▶
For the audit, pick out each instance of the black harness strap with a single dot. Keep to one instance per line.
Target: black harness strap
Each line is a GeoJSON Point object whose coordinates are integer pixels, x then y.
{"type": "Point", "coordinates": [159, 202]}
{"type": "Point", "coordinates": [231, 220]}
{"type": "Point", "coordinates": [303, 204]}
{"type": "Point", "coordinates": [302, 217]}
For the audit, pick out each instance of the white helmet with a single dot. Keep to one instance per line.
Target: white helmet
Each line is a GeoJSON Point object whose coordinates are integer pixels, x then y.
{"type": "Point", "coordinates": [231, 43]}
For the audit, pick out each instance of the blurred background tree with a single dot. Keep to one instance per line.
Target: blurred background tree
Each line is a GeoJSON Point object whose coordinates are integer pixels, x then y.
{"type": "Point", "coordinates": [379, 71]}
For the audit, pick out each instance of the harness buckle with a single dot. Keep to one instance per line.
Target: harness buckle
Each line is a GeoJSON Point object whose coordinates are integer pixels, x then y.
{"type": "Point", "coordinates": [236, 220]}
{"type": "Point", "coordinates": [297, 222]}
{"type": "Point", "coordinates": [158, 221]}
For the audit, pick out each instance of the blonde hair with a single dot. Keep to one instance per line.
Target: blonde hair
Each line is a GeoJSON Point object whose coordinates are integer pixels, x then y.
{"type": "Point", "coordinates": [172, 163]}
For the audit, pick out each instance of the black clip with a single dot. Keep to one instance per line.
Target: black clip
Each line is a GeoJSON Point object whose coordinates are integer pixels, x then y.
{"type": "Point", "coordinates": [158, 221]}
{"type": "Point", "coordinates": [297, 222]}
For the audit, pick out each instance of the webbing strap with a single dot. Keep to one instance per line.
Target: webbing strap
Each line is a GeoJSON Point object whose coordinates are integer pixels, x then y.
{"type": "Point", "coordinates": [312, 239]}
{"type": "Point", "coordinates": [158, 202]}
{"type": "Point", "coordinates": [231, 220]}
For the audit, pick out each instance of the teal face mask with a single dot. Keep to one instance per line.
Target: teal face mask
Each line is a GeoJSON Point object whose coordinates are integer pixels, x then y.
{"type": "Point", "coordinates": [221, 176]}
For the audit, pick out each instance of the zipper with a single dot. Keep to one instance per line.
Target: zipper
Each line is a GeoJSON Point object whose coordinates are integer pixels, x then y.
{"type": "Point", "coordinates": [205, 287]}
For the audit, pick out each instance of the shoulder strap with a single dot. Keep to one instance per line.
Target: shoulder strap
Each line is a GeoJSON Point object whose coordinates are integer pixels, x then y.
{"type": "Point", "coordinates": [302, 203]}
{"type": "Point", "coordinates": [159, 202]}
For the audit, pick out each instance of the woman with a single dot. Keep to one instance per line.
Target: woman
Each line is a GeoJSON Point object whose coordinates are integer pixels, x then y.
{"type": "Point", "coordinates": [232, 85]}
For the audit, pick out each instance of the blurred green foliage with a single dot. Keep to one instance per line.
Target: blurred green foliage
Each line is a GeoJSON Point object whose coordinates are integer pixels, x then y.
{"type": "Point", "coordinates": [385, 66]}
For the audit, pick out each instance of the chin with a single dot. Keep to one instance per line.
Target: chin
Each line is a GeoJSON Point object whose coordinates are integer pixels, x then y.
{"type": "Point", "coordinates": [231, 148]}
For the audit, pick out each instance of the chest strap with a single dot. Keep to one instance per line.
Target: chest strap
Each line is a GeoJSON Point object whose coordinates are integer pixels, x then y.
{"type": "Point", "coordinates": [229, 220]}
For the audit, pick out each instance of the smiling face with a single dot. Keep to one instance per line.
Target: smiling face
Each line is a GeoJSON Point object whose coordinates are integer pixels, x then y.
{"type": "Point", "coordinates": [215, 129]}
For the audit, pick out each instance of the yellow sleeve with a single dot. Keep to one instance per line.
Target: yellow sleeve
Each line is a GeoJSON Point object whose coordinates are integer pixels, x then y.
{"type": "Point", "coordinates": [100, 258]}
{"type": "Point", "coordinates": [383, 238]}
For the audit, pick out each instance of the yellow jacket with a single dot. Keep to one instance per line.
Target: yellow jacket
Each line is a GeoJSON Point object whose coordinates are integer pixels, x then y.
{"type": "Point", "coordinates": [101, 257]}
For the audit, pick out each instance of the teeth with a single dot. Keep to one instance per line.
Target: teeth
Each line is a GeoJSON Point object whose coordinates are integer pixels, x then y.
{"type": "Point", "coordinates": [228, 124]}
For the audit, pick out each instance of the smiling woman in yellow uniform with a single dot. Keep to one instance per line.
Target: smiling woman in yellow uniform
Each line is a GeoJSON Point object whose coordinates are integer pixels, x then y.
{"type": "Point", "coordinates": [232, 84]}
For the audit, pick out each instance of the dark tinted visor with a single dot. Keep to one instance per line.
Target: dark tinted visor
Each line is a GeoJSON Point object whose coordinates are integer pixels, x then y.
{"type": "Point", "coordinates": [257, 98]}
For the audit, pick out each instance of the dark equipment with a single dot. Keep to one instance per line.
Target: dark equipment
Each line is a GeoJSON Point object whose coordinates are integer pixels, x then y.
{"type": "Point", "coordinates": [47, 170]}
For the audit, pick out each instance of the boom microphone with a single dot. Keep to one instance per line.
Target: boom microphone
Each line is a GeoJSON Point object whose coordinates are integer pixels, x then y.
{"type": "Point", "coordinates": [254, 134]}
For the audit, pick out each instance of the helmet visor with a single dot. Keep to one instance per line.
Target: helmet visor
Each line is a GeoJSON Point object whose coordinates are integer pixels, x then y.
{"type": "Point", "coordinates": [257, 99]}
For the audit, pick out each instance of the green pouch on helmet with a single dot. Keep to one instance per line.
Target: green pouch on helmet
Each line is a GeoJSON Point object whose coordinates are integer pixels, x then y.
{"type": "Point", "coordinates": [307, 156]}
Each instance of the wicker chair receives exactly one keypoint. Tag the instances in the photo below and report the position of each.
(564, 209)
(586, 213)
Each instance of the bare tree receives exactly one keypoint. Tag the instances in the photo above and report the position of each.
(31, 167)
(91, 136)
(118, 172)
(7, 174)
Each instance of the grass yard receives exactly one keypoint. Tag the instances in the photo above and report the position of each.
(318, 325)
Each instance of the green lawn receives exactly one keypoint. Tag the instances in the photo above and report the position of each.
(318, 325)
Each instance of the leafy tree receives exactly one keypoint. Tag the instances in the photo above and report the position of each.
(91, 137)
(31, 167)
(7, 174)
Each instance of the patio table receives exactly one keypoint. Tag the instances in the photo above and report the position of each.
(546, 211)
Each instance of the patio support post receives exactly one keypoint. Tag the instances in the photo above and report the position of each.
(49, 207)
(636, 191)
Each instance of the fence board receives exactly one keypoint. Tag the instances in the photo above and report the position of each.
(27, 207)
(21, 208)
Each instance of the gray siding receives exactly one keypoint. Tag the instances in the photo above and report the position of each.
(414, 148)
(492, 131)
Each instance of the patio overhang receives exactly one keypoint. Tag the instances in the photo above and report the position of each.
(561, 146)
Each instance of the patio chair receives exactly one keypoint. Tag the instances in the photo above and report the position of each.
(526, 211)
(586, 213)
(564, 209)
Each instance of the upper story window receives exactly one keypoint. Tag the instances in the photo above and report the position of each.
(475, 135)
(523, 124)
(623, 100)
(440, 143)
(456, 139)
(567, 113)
◀
▶
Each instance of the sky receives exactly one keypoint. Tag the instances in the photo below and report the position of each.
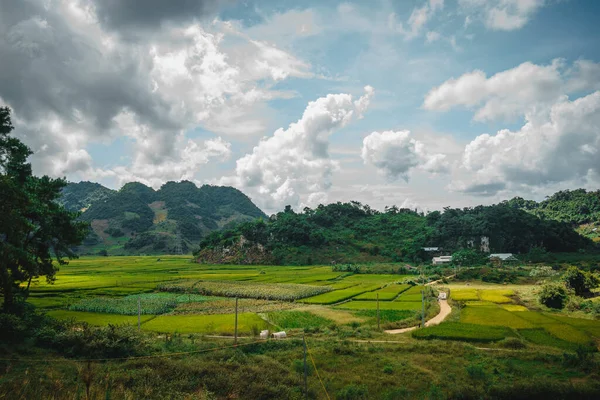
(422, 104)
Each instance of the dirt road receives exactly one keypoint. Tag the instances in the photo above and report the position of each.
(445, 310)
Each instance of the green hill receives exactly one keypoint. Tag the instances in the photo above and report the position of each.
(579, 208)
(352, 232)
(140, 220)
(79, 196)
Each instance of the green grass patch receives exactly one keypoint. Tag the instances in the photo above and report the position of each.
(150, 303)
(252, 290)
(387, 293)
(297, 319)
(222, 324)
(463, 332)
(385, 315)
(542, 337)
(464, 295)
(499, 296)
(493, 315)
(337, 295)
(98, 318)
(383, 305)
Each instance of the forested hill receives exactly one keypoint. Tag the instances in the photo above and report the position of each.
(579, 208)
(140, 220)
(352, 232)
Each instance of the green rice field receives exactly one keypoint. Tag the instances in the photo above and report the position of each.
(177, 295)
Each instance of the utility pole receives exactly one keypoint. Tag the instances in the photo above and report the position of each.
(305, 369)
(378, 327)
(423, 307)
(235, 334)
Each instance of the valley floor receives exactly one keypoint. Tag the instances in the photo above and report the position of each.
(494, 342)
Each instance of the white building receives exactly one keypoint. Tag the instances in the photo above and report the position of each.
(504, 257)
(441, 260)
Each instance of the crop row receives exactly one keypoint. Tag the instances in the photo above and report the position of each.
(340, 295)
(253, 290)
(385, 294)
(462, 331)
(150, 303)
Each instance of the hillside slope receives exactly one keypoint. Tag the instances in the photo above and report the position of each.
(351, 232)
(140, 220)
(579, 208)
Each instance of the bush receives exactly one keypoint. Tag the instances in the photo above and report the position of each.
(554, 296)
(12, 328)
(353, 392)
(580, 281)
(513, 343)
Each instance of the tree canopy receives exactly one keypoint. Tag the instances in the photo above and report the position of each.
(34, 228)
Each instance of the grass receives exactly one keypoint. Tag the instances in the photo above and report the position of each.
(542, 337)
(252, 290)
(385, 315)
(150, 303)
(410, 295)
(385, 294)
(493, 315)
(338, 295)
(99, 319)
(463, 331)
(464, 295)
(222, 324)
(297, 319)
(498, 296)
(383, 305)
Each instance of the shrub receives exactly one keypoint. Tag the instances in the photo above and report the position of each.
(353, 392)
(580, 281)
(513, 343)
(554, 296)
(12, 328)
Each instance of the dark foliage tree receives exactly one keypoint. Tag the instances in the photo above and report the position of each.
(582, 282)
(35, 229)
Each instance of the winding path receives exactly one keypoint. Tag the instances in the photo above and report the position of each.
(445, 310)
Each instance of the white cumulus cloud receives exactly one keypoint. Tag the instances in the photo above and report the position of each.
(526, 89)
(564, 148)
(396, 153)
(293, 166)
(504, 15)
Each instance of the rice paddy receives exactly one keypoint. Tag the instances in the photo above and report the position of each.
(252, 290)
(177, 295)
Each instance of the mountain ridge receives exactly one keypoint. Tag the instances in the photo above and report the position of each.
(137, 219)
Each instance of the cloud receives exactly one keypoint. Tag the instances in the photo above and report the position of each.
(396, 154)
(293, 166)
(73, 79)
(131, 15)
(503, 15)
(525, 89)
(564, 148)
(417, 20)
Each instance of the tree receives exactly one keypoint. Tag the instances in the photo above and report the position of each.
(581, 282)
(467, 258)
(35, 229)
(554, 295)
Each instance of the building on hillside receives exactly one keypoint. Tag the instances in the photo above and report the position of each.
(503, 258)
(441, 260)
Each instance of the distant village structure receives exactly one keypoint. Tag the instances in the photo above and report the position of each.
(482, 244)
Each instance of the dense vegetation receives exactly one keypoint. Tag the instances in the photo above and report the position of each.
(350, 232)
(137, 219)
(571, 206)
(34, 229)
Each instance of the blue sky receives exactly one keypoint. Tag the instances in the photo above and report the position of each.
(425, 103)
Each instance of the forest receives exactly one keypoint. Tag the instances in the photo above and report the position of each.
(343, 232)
◀
[HOW TO COMPLETE THIS TASK] Could you restate word for word the lines above from the one containing "For the audit, pick out each instance of the blurred background" through the one containing "For the audit, pick out each instance of the harness", both included, and nothing else?

[EXERCISE RESULT]
For the audit, pick out each instance of the blurred background tree with a single dot. Keep to one instance per line.
Target: blurred background tree
Each line is a GeoJSON Point object whose coordinates are integer pixels, x then y.
{"type": "Point", "coordinates": [379, 71]}
For the audit, pick out each instance of the harness buckle with a single dot. Keep to one instance per line.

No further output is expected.